**YOUR TASK:** Please return each line from the rows below that contains the string "wooden", copied unchanged. Case counts, so match only that exact capitalization.

**RECORDS PROVIDED:**
________________________________________

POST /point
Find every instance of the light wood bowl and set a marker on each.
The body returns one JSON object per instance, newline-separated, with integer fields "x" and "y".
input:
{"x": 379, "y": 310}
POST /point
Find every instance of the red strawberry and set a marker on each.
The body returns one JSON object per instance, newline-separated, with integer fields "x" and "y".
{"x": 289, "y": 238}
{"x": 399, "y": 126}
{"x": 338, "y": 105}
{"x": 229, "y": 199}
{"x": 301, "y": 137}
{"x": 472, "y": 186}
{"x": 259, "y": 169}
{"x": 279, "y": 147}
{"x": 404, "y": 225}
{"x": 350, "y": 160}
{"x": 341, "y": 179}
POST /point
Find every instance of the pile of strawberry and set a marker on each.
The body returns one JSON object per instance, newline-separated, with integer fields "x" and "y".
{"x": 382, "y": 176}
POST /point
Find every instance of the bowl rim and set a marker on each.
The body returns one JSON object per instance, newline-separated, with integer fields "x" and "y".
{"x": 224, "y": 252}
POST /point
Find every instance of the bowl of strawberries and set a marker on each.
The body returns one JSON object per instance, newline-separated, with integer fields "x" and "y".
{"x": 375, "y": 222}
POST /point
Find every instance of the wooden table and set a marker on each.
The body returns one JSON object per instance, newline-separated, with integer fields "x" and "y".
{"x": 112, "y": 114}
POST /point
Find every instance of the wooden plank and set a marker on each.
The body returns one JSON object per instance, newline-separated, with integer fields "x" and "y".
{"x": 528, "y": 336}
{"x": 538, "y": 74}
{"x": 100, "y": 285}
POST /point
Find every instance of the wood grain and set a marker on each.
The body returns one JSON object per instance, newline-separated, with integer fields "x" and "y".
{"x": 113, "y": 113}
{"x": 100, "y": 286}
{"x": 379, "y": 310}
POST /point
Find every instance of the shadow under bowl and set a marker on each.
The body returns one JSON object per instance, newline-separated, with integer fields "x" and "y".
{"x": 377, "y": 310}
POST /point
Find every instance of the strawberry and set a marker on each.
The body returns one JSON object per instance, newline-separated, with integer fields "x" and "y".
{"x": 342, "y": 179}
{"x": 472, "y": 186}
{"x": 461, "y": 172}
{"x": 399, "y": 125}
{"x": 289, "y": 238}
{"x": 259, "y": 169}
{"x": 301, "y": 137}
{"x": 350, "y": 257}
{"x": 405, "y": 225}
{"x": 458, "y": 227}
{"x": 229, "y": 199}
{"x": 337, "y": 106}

________________________________________

**THE REPLY:**
Find every instance of the wooden table and set a marker on each.
Find every instance of the wooden plank and set a marker on each.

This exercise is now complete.